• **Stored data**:
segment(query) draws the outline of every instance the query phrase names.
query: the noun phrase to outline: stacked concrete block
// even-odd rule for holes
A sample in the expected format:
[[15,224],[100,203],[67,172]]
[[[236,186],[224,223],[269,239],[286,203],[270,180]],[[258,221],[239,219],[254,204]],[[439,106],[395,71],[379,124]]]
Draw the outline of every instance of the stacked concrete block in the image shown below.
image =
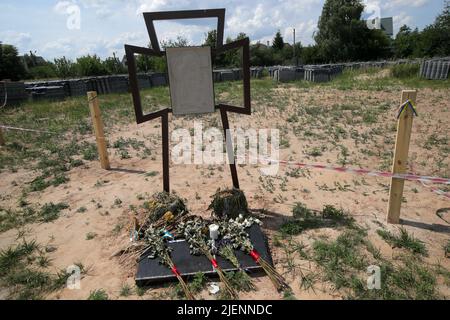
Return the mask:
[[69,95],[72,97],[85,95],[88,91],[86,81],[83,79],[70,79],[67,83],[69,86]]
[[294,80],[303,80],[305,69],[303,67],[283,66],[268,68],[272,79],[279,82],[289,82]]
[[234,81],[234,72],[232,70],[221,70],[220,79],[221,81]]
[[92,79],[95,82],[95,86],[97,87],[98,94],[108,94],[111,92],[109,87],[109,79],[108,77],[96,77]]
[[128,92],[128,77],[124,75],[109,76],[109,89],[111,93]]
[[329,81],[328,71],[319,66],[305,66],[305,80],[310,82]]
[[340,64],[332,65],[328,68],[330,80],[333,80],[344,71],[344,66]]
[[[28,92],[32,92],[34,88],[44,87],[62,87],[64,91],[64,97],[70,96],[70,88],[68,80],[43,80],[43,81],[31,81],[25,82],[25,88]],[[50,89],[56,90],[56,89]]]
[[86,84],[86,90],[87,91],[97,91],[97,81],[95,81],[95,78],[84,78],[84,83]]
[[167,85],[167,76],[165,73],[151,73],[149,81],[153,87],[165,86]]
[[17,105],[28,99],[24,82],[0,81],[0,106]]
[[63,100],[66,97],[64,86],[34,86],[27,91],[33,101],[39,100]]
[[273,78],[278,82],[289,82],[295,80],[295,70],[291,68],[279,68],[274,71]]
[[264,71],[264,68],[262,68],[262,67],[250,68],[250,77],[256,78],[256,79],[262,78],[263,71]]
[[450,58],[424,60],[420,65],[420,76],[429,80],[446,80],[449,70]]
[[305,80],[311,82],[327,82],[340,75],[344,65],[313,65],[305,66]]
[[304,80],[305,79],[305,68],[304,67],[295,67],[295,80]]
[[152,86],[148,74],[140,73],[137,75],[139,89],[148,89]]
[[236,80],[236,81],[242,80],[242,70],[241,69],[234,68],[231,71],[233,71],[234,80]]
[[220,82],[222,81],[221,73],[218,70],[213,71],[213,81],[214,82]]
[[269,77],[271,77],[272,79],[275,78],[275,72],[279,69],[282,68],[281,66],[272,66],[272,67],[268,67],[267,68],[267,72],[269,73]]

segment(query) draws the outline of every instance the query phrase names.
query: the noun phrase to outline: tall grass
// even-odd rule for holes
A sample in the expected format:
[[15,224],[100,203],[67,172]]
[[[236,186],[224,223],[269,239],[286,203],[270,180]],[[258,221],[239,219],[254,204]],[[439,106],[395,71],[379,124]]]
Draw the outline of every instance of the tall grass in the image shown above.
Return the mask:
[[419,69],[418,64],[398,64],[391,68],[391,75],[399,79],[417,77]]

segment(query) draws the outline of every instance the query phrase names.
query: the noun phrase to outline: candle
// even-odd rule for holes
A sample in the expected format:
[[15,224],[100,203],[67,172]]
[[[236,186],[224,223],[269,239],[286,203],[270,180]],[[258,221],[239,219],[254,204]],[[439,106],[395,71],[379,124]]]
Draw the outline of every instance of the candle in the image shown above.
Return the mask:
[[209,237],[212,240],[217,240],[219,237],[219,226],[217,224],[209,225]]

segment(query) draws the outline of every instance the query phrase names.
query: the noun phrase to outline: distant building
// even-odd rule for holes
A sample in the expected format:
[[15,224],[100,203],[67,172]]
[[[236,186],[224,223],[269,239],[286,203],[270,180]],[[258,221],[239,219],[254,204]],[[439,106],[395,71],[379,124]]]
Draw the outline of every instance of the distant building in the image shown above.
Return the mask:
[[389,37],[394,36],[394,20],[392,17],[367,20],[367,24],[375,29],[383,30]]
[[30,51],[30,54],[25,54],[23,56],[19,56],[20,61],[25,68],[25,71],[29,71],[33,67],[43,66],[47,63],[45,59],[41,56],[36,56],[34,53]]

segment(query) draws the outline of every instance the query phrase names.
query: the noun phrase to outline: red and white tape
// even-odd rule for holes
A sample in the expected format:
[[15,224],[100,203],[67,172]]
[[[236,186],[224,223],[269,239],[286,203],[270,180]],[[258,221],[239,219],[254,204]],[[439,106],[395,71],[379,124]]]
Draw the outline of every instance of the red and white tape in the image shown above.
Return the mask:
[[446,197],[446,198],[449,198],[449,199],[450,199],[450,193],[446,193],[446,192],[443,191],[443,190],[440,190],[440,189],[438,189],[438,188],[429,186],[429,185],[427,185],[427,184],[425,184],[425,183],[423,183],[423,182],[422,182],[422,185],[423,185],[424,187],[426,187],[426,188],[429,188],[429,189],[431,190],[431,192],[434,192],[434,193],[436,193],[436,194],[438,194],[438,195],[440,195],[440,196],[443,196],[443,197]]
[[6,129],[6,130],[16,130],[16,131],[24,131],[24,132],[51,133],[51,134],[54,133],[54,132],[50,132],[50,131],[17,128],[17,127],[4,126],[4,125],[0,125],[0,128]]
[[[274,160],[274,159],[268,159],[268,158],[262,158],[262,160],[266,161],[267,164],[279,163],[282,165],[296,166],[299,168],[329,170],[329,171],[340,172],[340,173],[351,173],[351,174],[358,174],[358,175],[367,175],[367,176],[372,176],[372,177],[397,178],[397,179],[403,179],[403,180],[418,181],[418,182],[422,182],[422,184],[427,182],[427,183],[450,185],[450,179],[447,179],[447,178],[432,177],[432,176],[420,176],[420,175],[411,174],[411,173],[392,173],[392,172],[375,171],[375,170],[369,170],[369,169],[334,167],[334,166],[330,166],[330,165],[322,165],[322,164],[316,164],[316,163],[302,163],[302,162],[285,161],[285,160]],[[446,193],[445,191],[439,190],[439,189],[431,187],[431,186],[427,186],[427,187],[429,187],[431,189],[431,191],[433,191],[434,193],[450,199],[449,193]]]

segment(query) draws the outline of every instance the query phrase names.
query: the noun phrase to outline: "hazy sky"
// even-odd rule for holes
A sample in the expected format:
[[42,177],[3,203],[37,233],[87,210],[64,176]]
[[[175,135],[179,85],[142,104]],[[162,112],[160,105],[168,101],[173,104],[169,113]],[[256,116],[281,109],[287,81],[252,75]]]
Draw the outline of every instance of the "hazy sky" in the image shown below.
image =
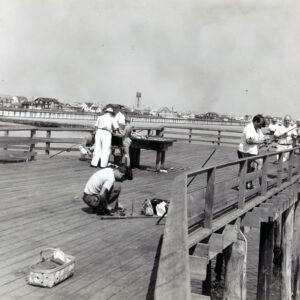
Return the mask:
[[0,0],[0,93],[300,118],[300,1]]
* * *
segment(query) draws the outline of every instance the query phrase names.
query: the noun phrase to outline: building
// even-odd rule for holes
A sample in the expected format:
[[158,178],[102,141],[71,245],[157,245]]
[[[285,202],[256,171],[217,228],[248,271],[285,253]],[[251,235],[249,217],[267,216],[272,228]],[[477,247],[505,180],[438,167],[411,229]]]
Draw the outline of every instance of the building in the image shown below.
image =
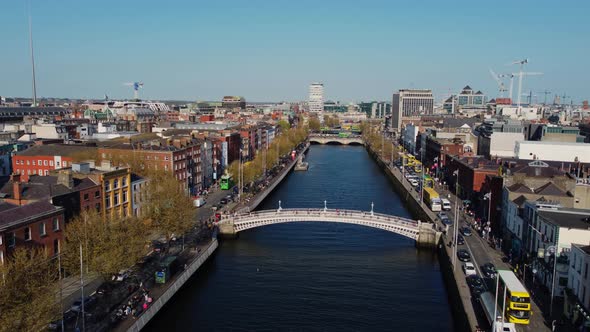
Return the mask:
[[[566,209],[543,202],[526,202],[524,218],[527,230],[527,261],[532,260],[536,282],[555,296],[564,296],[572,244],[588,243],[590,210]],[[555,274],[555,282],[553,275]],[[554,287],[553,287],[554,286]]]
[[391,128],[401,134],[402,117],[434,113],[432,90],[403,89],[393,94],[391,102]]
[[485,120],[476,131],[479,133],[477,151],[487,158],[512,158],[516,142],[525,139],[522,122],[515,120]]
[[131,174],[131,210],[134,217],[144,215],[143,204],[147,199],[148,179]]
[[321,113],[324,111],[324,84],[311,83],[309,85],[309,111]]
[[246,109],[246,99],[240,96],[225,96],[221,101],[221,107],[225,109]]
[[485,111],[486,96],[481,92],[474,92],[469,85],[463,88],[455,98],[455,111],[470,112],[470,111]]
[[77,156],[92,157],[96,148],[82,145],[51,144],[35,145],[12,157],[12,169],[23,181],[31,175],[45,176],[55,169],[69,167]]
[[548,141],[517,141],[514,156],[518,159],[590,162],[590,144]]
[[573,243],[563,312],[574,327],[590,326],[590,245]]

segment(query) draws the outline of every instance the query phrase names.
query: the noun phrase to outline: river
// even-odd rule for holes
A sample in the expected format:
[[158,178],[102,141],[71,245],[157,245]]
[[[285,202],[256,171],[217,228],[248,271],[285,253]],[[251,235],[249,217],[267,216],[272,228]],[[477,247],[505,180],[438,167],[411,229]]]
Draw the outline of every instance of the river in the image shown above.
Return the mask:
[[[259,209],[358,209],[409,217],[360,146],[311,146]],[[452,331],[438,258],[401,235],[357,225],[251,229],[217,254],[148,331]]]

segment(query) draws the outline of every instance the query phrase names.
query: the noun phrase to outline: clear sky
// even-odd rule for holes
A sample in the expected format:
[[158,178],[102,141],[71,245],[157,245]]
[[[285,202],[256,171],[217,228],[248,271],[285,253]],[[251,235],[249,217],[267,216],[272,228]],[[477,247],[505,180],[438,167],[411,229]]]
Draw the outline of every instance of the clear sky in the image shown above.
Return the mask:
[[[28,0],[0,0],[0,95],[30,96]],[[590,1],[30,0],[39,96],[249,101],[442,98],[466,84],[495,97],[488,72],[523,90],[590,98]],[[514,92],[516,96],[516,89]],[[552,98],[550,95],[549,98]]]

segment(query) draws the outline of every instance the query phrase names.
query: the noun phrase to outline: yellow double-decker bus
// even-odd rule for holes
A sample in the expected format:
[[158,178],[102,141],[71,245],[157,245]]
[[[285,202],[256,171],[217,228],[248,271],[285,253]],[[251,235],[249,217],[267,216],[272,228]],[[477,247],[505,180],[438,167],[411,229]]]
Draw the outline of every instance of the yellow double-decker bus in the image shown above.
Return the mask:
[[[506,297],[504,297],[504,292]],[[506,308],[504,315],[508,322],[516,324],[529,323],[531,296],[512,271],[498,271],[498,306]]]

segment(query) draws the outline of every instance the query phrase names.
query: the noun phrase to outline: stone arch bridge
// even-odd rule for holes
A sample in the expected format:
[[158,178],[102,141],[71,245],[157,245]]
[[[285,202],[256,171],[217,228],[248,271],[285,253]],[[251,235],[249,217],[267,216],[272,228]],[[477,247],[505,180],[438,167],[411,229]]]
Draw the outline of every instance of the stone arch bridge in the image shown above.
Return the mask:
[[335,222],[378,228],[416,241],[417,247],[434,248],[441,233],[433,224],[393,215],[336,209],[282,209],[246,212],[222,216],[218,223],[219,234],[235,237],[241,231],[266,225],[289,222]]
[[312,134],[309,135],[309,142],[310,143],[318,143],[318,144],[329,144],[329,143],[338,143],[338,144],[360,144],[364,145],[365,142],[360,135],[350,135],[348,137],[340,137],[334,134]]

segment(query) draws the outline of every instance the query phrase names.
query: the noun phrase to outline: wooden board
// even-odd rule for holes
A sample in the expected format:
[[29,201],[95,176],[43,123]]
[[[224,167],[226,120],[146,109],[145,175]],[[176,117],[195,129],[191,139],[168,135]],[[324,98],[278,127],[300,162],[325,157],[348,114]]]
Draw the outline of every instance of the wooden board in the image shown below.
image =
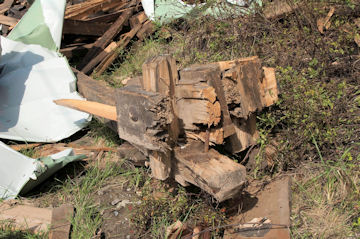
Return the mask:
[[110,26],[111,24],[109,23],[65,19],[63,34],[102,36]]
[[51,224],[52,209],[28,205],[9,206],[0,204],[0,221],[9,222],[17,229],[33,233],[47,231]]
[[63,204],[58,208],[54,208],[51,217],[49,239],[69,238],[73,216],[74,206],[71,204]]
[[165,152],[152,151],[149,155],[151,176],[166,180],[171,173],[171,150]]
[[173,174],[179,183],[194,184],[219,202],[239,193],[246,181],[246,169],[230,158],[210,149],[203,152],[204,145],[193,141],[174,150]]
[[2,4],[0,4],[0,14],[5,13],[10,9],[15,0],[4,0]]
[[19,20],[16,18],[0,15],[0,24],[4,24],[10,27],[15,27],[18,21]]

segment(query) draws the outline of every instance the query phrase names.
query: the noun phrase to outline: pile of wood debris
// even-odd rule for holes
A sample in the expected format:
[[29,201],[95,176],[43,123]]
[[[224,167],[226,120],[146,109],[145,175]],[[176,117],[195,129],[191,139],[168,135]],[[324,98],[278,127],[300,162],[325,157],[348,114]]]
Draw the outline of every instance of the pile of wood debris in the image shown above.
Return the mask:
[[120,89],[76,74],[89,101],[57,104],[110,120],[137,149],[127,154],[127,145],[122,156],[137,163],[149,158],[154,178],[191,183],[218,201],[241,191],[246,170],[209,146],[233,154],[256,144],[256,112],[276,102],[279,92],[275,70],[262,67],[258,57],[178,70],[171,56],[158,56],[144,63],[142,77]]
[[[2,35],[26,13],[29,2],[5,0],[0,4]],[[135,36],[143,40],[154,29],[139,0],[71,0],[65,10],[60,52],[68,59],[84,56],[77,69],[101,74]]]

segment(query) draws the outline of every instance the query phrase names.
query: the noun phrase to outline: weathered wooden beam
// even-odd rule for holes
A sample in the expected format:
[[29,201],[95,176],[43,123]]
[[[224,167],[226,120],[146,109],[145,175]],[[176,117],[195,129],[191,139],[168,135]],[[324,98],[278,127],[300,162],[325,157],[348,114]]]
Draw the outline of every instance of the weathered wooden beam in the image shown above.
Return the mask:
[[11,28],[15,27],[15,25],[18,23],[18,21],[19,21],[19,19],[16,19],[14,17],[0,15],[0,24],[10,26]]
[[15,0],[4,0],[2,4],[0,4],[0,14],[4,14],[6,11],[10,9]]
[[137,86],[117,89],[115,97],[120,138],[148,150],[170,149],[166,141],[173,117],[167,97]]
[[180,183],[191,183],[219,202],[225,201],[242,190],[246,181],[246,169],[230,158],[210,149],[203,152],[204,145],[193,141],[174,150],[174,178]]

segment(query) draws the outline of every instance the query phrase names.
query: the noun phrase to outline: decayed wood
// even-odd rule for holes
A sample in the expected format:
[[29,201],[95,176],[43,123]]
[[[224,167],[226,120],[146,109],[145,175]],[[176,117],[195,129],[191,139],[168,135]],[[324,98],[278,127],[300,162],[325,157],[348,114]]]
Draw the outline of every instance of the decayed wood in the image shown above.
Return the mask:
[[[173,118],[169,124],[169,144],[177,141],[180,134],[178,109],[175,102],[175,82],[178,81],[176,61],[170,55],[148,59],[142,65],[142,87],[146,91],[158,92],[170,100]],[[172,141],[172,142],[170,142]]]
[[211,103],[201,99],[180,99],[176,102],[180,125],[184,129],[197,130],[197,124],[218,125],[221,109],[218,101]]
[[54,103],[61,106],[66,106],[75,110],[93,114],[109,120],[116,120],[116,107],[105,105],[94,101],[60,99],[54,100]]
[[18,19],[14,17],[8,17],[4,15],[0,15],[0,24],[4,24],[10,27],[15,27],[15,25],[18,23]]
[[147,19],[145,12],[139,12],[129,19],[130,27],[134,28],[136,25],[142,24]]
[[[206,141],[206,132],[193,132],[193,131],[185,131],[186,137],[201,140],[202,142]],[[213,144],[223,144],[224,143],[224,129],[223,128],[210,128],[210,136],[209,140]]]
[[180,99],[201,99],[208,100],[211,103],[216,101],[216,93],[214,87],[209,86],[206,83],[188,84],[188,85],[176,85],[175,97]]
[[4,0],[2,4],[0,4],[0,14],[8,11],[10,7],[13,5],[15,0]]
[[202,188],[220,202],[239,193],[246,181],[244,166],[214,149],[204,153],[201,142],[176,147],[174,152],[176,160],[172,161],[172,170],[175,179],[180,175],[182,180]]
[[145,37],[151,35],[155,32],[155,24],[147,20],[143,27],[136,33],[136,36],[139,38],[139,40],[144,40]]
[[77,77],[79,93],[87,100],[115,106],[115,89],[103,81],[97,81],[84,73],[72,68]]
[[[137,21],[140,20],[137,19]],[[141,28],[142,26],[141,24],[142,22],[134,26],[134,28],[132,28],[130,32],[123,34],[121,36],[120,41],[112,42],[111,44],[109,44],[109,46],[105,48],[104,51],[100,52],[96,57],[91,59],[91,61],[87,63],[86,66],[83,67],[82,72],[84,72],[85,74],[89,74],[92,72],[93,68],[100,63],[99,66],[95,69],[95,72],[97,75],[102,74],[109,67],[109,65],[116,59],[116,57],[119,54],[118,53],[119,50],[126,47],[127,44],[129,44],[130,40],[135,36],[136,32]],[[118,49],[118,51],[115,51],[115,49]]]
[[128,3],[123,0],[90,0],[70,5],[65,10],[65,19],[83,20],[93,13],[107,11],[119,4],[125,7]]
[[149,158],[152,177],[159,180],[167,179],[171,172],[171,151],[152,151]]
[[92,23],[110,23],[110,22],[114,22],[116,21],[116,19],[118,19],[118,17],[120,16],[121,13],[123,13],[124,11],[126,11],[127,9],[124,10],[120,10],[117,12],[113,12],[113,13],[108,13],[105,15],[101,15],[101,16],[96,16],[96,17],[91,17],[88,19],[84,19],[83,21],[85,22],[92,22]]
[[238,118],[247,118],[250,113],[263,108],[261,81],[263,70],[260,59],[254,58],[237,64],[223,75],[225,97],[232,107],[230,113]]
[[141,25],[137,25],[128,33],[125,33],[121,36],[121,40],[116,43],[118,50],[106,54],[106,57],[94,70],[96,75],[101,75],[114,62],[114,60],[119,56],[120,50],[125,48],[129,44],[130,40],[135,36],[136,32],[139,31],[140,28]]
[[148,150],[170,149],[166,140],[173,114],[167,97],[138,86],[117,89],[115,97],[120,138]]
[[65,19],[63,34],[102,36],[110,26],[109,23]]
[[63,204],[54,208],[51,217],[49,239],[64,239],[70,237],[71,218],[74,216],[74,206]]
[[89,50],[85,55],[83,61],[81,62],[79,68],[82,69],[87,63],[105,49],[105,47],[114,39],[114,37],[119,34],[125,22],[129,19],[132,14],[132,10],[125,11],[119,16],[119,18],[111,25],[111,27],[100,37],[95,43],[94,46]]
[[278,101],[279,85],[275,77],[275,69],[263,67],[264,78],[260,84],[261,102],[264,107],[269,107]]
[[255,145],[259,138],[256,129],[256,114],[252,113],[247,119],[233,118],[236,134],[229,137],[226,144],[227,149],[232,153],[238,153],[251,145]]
==
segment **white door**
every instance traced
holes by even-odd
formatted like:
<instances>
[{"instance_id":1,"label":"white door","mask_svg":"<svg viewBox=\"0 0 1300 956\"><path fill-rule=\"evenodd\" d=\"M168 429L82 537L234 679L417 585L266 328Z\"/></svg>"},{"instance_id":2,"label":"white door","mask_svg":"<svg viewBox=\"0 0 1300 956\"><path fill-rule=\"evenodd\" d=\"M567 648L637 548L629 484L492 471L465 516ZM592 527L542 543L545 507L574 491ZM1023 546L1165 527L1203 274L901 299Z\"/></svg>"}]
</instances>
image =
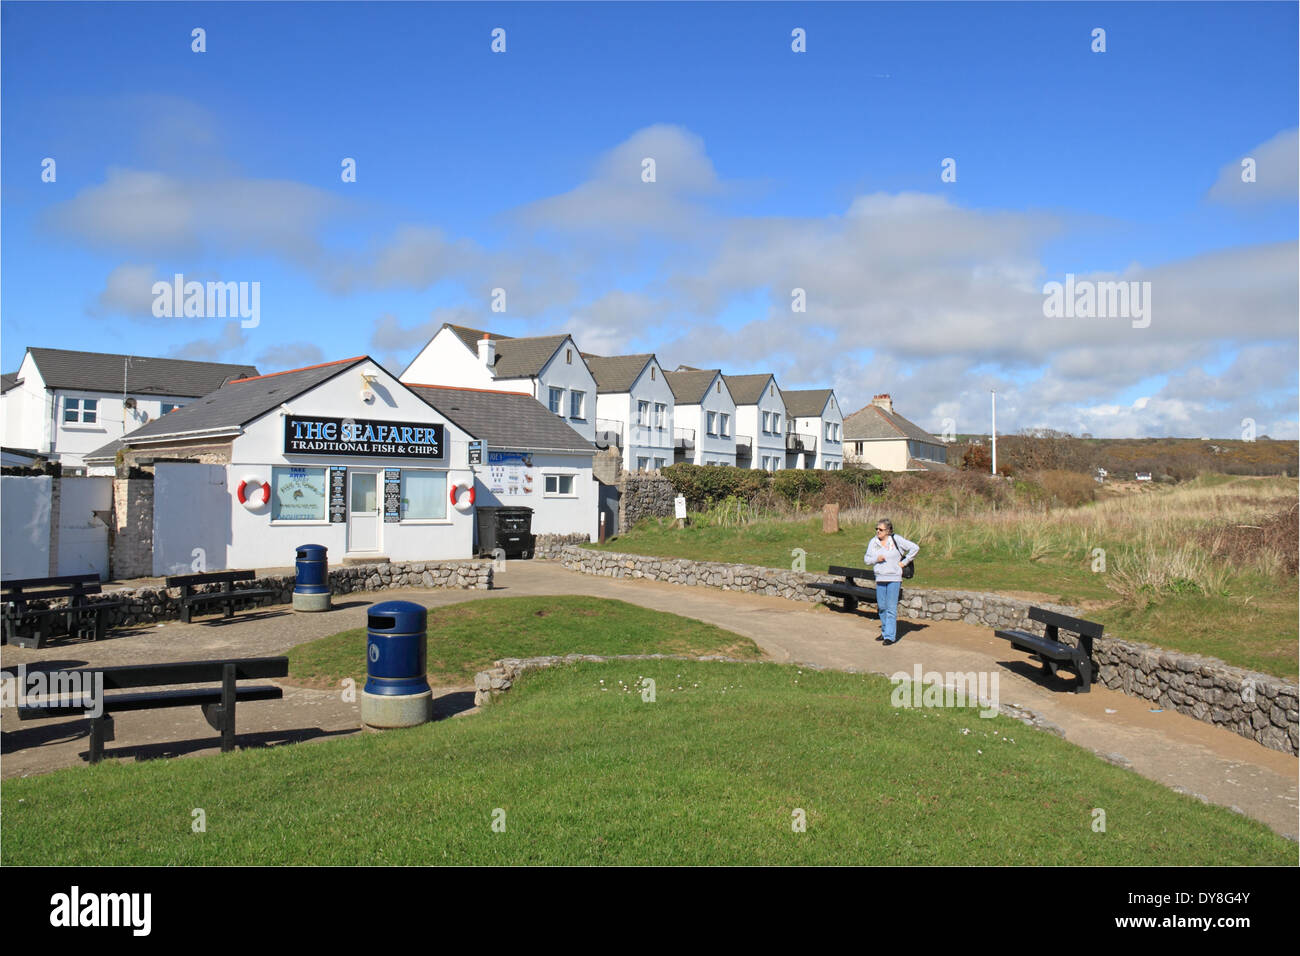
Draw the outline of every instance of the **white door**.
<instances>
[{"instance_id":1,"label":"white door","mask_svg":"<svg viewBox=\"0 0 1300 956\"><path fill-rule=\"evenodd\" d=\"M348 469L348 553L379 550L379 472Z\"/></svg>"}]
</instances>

• **REQUIRED WORK**: Bring together all lines of the entries above in which the string "beam" occurs.

• **TASK SOLUTION**:
query: the noun phrase to outline: weathered wooden beam
Draw the outline of every instance of the weathered wooden beam in the image shown above.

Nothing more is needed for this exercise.